# Start of Raw data

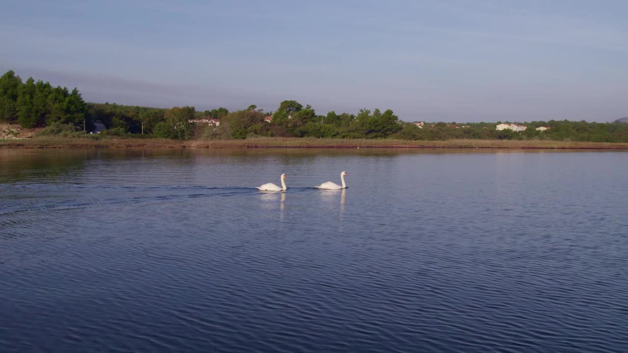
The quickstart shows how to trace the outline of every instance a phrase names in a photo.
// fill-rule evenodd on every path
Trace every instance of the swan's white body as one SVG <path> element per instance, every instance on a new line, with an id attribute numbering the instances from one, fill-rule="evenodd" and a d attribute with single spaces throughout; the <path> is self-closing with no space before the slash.
<path id="1" fill-rule="evenodd" d="M 335 183 L 332 183 L 332 182 L 327 182 L 327 183 L 323 183 L 322 184 L 318 185 L 318 187 L 315 187 L 319 189 L 325 189 L 325 190 L 340 190 L 344 188 L 347 188 L 347 184 L 345 183 L 345 175 L 348 175 L 349 173 L 346 171 L 343 171 L 340 173 L 340 182 L 342 182 L 342 185 L 338 185 Z"/>
<path id="2" fill-rule="evenodd" d="M 279 187 L 277 185 L 273 184 L 273 183 L 268 183 L 268 184 L 264 184 L 262 186 L 257 187 L 257 188 L 261 191 L 283 191 L 286 190 L 286 181 L 284 179 L 286 178 L 285 174 L 282 174 L 279 178 L 281 180 L 281 187 Z"/>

# End of Raw data

### The request
Reproduce the listing word for word and omit its pictures.

### Finished task
The quickstart shows how to trace the outline of every instance a phrase names in a photo.
// fill-rule evenodd on every path
Trace every instance of the swan's white body as one SVG <path> element per instance, every instance on a new line, with an id attribute numbering the instances from one, fill-rule="evenodd" and a d attribute with single spaces throughout; the <path> is self-closing with no space before the slash.
<path id="1" fill-rule="evenodd" d="M 335 183 L 332 183 L 332 182 L 327 182 L 327 183 L 323 183 L 322 184 L 318 185 L 318 187 L 315 187 L 319 189 L 325 189 L 325 190 L 340 190 L 344 188 L 347 188 L 347 184 L 345 183 L 345 175 L 348 175 L 349 173 L 346 171 L 343 171 L 340 173 L 340 182 L 342 182 L 342 185 L 338 185 Z"/>
<path id="2" fill-rule="evenodd" d="M 279 187 L 277 185 L 273 184 L 273 183 L 268 183 L 268 184 L 264 184 L 262 186 L 257 187 L 257 188 L 261 191 L 283 191 L 286 190 L 286 181 L 284 179 L 286 178 L 285 174 L 282 174 L 279 178 L 281 180 L 281 187 Z"/>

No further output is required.